__Aufgaben zur Übung__.
1. Beantworten Sie bitte diese Fragen zum Text über Start-ups als Vorbilder:
(a) Wohin schickt das Management von Automobilkonzernen seine Mitarbeiter?
(b) Wozu kaufen Medienkonzerne kleine Start-ups auf?
(c) Welche Einrichtungen plagen sich außer Großunternehmen seit Jahrzehnten mit denselben Organisationsproblemen herum?
2. Schreiben Sie aus dem Text über Start-ups als Vorbilder den Abschnitt ab, der mit „Es gibt immer“ beginnt und bis einschließlich „Start-ups umbauen will.“ reicht.

__Seite__.
Es gibt immer wieder Phasen, in denen Start-ups in nicht wenigen Großorganisationen als Vorbilder für agiles und flexibles Management herangezogen werden. Das Management von Automobilkonzernen schickt seine Mitarbeiter auf „Culture Journeys“ zu Start-ups, um von diesen zu lernen, wie man schneller auf Marktveränderungen reagieren kann. Medienkonzerne kaufen kleine Start-ups auf, um sich von deren Managementstil inspirieren zu lassen. Und die Mitarbeiter von Elektronikkonzernen können sich manchmal nicht dem Eindruck erwehren, dass der Vorstand das Unternehmen zu einer Vielzahl kleiner Start-ups umbauen will.
Auf den ersten Blick ist diese Faszination nachvollziehbar. Start-ups scheinen die zentralen Organisationsprobleme in den Griff zu bekommen, mit denen sich Großunternehmen, aber auch staatliche Verwaltungen und Krankenhäuser seit Jahrzehnten herumplagen: die durch die Hierarchie bedingten langen und umständlichen Entscheidungswege, ungenügende Kooperationen zwischen den strikt abgeteilten Einheiten, aber auch die meist nur geringe Motivation vieler Mitarbeiter.

__Bereitgestelltes Material__.

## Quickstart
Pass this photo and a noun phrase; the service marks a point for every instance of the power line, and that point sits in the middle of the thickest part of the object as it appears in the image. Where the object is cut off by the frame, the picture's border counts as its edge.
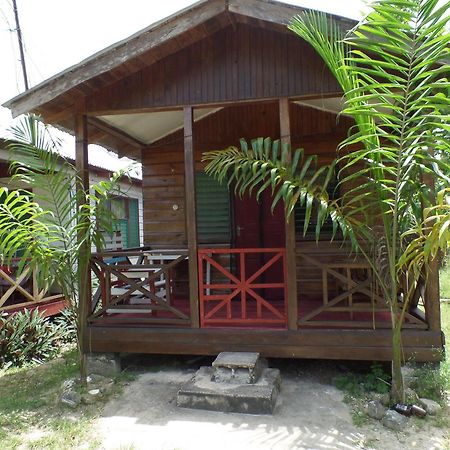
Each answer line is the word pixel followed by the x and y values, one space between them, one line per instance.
pixel 19 37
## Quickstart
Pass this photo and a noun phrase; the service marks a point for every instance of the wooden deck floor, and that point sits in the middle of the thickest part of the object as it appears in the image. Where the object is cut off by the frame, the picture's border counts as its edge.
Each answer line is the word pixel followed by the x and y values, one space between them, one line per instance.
pixel 353 344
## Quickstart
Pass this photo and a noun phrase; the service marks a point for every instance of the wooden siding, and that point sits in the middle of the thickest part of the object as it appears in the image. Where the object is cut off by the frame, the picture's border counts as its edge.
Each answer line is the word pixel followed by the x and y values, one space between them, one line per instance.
pixel 239 62
pixel 163 173
pixel 372 345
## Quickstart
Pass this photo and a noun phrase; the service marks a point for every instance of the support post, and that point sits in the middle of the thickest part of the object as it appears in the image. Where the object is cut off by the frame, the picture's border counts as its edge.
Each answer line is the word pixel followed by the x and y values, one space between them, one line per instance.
pixel 84 272
pixel 291 263
pixel 432 294
pixel 191 213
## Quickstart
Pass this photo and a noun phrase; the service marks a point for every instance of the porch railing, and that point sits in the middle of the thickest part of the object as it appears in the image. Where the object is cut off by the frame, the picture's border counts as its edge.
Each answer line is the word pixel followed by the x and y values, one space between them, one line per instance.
pixel 242 287
pixel 137 286
pixel 22 290
pixel 350 298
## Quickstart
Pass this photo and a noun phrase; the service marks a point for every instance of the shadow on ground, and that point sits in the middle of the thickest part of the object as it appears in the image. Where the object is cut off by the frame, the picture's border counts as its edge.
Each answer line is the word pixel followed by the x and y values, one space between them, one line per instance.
pixel 311 413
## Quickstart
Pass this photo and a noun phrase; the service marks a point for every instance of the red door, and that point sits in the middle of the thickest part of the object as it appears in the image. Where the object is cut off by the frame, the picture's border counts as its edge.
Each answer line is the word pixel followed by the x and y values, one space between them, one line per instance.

__Lösungen zur Übung__.
1.
(a) Auf „Culture Journeys“ zu Start-ups.
(b) Um sich von deren Managementstil inspirieren zu lassen.
(c) Staatliche Verwaltungen und Krankenhäuser.

2.
Es gibt immer wieder Phasen, in denen Start-ups in nicht wenigen Großorganisationen als Vorbilder für agiles und flexibles Management herangezogen werden. Das Management von Automobilkonzernen schickt seine Mitarbeiter auf „Culture Journeys“ zu Start-ups, um von diesen zu lernen, wie man schneller auf Marktveränderungen reagieren kann. Medienkonzerne kaufen kleine Start-ups auf, um sich von deren Managementstil inspirieren zu lassen. Und die Mitarbeiter von Elektronikkonzernen können sich manchmal nicht dem Eindruck erwehren, dass der Vorstand das Unternehmen zu einer Vielzahl kleiner Start-ups umbauen will.